◆ Directions
- 1) Reproduce word for word the part of the braised cabbage recipe that begins at the words "A few weeks" and stops after the words "remove the core.".
- 2) Write the next part of the braised cabbage recipe, starting after its last sentence.

◆ Source extract
────────────────
Thursday, May 29, 2014

Braised Coconut Curry Cabbage

On weekends during market hours, I'm asked "What do I do with cabbage?" pretty regularly. I readily rattle off a few random recipes - maybe something I've made in the past, or something completely new I just thought of.  I enjoy the challenge of brain-storming new and old ideas, oftentimes coming up with something I've never seen before or just giving a little twist on a forgotten recipe.

So, as they say, Challenge Accepted.

A few weeks ago, I made Braised Coconut Curry Cabbage, and, man-oh-man, was it a hit at my house! Since cabbages are pretty big, more than likely there will be a bit left-over. Don't worry about that as it can be frozen and saved for when cabbage is out of season, or (and my personal favorite) saved for cold lunch the next day.

Remember to always think ahead when it comes down to growing and eating seasonally. There aren't many crops that produce year-round. Instead of buying not-in-season produce at the grocery store, embrace that fact and love & savor them while they're here.

So, here we go...

Note: Always have your mise en place ready.

Braised Coconut Curry Cabbage
Serves about 4

1 head of Urban Oasis cabbage, prepped:
  • Cut the head in half and remove the core.
────────────────
◆ Supplied information
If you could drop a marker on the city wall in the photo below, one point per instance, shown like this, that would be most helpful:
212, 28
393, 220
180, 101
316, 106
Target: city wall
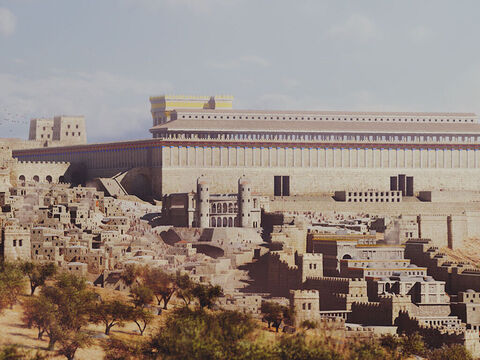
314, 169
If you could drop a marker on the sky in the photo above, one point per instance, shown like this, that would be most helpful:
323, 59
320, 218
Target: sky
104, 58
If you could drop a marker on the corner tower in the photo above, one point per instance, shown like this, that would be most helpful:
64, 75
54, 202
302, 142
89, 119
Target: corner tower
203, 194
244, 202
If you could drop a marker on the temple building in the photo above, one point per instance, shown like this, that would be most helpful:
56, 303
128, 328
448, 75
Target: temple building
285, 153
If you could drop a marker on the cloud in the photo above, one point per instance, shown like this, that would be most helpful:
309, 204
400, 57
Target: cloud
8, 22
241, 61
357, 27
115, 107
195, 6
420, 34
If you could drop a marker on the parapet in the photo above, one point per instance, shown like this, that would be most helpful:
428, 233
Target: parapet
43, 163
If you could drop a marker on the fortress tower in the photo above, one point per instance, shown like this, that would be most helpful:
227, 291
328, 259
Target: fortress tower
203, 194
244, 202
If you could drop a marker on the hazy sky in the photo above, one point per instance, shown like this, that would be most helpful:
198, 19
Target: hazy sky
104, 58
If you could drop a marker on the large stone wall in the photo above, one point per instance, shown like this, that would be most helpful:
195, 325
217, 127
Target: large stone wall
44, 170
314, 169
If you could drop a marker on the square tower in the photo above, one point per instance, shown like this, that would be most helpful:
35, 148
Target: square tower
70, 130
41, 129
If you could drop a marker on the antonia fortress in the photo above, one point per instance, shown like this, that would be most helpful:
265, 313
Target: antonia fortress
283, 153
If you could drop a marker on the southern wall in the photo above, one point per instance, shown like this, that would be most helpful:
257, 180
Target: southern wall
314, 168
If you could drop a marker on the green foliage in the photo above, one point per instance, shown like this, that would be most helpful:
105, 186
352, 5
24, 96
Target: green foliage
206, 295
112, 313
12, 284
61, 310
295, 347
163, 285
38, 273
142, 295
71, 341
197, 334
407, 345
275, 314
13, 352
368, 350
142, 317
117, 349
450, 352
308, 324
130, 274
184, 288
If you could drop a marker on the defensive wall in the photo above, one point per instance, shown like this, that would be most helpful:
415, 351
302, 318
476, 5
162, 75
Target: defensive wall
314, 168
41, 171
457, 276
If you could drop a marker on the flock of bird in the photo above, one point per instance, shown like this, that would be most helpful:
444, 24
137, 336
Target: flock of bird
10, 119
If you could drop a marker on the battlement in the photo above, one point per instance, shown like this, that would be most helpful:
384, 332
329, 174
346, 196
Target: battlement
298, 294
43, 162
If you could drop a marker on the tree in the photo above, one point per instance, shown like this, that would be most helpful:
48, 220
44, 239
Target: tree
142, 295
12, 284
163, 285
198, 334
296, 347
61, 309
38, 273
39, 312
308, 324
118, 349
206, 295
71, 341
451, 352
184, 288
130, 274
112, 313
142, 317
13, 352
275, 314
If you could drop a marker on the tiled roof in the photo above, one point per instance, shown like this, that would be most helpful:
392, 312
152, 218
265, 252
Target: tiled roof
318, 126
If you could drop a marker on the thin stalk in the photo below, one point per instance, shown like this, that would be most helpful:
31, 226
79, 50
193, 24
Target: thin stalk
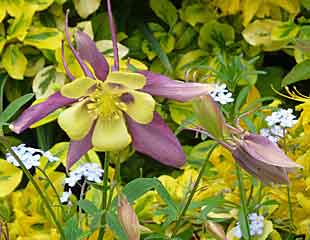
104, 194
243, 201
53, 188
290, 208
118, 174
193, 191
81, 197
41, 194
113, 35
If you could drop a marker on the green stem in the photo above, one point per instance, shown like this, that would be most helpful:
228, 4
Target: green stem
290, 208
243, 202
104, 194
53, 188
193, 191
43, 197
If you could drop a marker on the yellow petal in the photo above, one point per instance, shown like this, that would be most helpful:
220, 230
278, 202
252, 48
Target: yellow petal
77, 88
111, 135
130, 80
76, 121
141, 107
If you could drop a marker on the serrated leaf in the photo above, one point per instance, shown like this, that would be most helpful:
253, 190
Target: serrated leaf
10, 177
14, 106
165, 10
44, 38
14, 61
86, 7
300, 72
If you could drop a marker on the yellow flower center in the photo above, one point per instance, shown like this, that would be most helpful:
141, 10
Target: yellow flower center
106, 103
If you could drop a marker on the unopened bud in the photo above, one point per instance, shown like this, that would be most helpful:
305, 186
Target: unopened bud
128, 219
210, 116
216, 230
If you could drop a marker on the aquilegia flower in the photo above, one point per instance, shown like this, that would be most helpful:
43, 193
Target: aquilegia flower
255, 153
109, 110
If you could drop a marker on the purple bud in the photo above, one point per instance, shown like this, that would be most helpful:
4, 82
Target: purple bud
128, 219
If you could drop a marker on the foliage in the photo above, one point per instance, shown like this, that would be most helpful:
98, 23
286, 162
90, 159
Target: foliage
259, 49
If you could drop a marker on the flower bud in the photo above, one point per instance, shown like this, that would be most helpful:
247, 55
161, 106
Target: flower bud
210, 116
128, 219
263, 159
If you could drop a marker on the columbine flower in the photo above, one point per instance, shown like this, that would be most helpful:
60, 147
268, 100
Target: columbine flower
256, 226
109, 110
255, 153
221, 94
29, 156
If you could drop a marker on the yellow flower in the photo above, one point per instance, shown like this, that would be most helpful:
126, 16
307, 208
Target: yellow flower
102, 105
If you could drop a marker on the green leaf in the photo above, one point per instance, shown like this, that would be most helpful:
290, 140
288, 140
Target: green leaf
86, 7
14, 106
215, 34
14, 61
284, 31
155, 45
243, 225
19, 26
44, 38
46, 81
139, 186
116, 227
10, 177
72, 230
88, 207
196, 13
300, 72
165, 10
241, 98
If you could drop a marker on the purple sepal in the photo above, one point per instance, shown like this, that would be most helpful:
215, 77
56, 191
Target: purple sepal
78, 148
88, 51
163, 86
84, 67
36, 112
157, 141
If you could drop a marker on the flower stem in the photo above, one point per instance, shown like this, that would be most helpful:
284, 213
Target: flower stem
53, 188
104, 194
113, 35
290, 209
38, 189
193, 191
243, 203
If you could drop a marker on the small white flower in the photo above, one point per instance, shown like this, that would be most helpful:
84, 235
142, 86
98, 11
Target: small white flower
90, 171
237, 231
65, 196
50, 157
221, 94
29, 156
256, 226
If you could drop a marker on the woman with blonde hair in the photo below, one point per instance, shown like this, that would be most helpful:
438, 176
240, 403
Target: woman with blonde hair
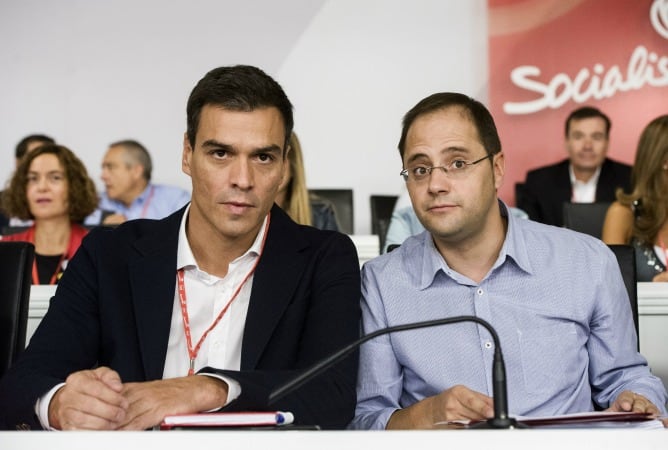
────────────────
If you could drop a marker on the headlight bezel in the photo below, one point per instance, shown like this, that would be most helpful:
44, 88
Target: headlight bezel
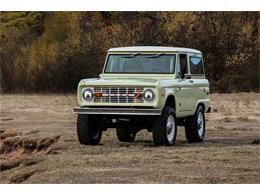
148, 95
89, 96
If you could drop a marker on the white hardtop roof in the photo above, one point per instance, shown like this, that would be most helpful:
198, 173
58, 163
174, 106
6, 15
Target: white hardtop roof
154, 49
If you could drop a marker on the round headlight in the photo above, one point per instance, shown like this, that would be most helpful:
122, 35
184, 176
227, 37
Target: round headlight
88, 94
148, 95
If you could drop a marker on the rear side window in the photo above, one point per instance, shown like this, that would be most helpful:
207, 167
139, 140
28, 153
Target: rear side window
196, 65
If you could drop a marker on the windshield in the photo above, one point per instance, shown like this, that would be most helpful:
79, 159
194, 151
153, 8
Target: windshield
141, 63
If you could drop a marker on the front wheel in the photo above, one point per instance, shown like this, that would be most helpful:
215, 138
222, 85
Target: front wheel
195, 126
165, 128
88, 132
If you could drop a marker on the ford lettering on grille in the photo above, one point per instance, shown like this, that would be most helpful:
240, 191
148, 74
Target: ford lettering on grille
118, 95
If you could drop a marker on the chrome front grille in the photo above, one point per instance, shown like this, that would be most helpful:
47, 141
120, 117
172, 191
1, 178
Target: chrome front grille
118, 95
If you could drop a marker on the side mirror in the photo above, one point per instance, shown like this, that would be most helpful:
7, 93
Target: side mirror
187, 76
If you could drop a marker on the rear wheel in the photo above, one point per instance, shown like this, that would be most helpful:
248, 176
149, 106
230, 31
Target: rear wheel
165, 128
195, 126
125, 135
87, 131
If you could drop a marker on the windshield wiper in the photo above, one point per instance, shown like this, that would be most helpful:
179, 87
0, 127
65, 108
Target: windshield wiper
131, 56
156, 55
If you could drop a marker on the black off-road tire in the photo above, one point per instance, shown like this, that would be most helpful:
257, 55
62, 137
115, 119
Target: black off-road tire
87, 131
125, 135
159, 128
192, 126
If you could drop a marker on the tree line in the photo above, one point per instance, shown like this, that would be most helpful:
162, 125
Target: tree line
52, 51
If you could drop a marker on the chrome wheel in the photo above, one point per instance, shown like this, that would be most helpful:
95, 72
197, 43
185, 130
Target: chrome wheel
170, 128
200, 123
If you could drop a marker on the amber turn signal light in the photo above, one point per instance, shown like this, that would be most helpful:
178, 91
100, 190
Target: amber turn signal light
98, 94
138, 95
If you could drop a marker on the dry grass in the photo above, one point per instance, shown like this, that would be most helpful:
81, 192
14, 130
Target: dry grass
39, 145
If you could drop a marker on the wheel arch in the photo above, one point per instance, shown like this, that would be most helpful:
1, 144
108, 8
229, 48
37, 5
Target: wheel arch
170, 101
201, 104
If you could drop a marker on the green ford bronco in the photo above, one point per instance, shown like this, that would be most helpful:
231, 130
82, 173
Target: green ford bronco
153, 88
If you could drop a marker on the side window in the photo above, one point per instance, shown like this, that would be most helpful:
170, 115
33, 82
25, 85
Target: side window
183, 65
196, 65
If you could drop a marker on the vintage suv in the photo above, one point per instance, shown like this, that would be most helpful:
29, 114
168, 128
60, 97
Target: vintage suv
────────────────
◆ Task-by-task outputs
- 1)
A few weeks ago, I made Braised Coconut Curry Cabbage, and, man-oh-man, was it a hit at my house! Since cabbages are pretty big, more than likely there will be a bit left-over. Don't worry about that as it can be frozen and saved for when cabbage is out of season, or (and my personal favorite) saved for cold lunch the next day.

Remember to always think ahead when it comes down to growing and eating seasonally. There aren't many crops that produce year-round. Instead of buying not-in-season produce at the grocery store, embrace that fact and love & savor them while they're here.

So, here we go...

Note: Always have your mise en place ready.

Braised Coconut Curry Cabbage
Serves about 4

1 head of Urban Oasis cabbage, prepped:
  • Cut the head in half and remove the core.

- 2)
  • Place the flat side down and slice into thin ribbons.
2 tbsp unsalted grass fed butter, divided
2 cups coconut milk, divided
2 tbsp curry powder (The level of heat can vary with curry powders. Choose any you like.)
1/2 cup vegetable stock or water 
1 cup chopped scallions 
1 dried chile pepper (optional)
Sea Salt


  1. In a saute pan over med heat, melt 1 tbsp butter. 
  2. Add half of the cabbage to the pan and let it cook down for about 2 minutes, stirring often.
  3. Add 1/2 tbsp butter and the rest of the cabbage.
  4. Let this cook down another 5 minutes then add a small pinch of sea salt.
  5. Stir in 1 cup coconut milk and turn down the heat to a simmer.
  6. Incorporate the curry powder until it's all dissolved.
  7. Stir in 1/2 cup of stock and toss in the scallions 
  8. Simmer 5-8 minutes. 
  9. Add the rest of the coconut milk along with the chile pepper.
  10. Cook until the cabbage has your desired consistency - shoot for al dente.
  11. Season with salt to taste then mount the rest of the butter.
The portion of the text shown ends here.